**Stated task:** Copy the records below line by line, changing nothing.

(Collected data entries)
>> begin
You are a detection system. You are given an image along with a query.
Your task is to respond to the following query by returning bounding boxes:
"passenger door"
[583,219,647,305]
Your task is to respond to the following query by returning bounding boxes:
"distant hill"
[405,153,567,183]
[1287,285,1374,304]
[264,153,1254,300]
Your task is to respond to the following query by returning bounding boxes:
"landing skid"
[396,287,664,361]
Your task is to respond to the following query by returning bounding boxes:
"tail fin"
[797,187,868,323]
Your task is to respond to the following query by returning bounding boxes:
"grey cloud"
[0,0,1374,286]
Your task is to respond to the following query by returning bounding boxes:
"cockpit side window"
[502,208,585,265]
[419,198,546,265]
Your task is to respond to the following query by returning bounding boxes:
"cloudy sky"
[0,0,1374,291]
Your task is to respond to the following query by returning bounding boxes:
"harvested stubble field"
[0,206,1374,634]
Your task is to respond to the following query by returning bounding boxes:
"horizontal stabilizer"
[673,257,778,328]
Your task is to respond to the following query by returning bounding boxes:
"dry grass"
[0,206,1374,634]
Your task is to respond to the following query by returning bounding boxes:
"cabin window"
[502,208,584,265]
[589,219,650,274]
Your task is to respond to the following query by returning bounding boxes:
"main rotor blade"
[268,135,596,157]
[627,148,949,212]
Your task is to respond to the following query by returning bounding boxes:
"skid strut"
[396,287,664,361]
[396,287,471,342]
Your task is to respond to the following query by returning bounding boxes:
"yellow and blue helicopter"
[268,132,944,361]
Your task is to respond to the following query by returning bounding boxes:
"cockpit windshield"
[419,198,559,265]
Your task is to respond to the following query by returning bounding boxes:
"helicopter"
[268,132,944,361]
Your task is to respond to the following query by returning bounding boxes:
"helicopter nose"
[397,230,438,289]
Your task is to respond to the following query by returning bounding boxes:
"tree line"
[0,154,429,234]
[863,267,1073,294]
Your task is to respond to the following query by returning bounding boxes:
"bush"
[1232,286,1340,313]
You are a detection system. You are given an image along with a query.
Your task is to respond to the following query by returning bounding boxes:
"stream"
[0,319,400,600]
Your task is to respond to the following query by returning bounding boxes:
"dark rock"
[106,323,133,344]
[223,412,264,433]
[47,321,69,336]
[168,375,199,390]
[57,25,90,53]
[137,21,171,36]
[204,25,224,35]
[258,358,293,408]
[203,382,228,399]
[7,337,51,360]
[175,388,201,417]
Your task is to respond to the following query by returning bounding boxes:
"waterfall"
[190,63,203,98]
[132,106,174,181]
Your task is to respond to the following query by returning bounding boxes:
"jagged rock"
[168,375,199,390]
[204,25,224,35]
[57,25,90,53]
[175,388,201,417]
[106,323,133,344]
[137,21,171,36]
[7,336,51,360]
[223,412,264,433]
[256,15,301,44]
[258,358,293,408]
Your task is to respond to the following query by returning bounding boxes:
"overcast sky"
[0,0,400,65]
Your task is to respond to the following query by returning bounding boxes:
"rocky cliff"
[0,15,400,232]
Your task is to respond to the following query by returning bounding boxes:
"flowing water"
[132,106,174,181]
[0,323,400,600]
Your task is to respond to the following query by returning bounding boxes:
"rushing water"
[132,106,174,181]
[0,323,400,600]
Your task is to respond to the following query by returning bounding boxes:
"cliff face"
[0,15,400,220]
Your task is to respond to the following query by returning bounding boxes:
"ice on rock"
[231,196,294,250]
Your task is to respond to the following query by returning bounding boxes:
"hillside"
>> end
**Result of this task:**
You are a detection system. You are given an image along with a query.
Your task is to respond to the following query by returning bounding boxes:
"passenger door"
[583,219,647,305]
Your task is to respond to the following query by returning bounding boxes:
"distant hill"
[405,153,567,183]
[1287,285,1374,304]
[264,153,1254,300]
Your task is to respond to the following query by returning bounding boxes:
"landing skid"
[396,287,664,361]
Your task is to respond to the following query by returning bounding boxes:
"tail fin"
[797,187,868,323]
Your task is to respond to the following query by returning bounding boxes:
"grey cloud"
[0,0,1374,286]
Your task is to respond to the following query by returning bounding boxes:
"cockpit side window"
[502,208,585,265]
[419,198,546,265]
Your task is to respond to the following query by returning bounding boxes:
"cloudy sky"
[0,0,1374,291]
Your task is to respond to the following query by returning bounding boxes:
"harvested stubble field"
[0,206,1374,634]
Your task is to respond to the following query by returning bounding boxes:
"horizontal stabilizer"
[673,257,778,328]
Your task is to respond to the following query by returning bounding boxes:
"dry grass"
[0,206,1374,634]
Your task is to respond to the following query by returning bounding boxes:
"cabin window"
[502,208,584,265]
[589,219,650,274]
Your task is to respond to the following query by returning bounding boxes:
"main rotor blade"
[268,135,596,157]
[627,148,949,212]
Your task is to respond to the following query by returning bounding boxes:
"skid strut"
[396,287,664,361]
[396,287,471,342]
Your task is to respond to the following query by returning bounding boxes:
"yellow and blue helicopter"
[268,132,944,361]
Your task is to respond to the following query by returning bounding boxes:
"cockpit windshield"
[419,198,559,265]
Your task is to respond to the following query by returning bounding boxes:
"helicopter"
[268,132,944,361]
Your task is to respond to the following query by returning bounding boxes:
"helicopter nose"
[397,230,438,289]
Your task is to respond to the following query by returning bounding boxes:
"tree line"
[0,154,429,234]
[863,267,1073,294]
Your task is to respond to the following query by returning bounding boxes:
"bush"
[1232,286,1340,313]
You are a detection system. You are given an image along with a query.
Your task is to respond to the following query by returning bounding boxes:
"stream"
[0,319,400,600]
Your task is to respond to the following query by returning bounding boxes:
"dark rock"
[106,323,133,344]
[223,412,264,433]
[47,321,69,336]
[168,375,199,390]
[57,25,90,53]
[137,21,171,36]
[204,25,224,35]
[258,358,293,408]
[203,382,228,399]
[7,337,51,360]
[175,388,201,417]
Your task is to respond to the following query by returning bounding boxes:
"waterfall"
[190,63,203,98]
[132,106,174,181]
Your task is to respond to the following query by returning bounding boxes:
"jagged rock"
[168,375,199,390]
[204,25,224,35]
[57,25,90,53]
[175,388,201,417]
[106,323,133,344]
[137,21,171,36]
[7,336,51,360]
[223,412,264,433]
[256,15,301,44]
[258,358,293,408]
Your task is to respond to the following query by returning bounding boxes:
"overcast sky"
[0,0,400,65]
Your task is to respond to the following query by returning bounding boxes:
"rocky cliff"
[0,15,400,232]
Your task is to respond to the following query by returning bounding boxes:
"flowing water"
[132,106,174,181]
[0,323,400,600]
Your task is to respond to the following query by returning bounding boxes:
"rushing water"
[132,106,174,181]
[0,323,400,600]
Your task is to respond to the following query by returning bounding boxes:
"cliff face"
[0,15,400,220]
Your task is to respond to the following query by returning bounding boxes:
"ice on rock"
[231,196,294,250]
Your task is to respond to the following query by returning bounding boxes:
"hillside"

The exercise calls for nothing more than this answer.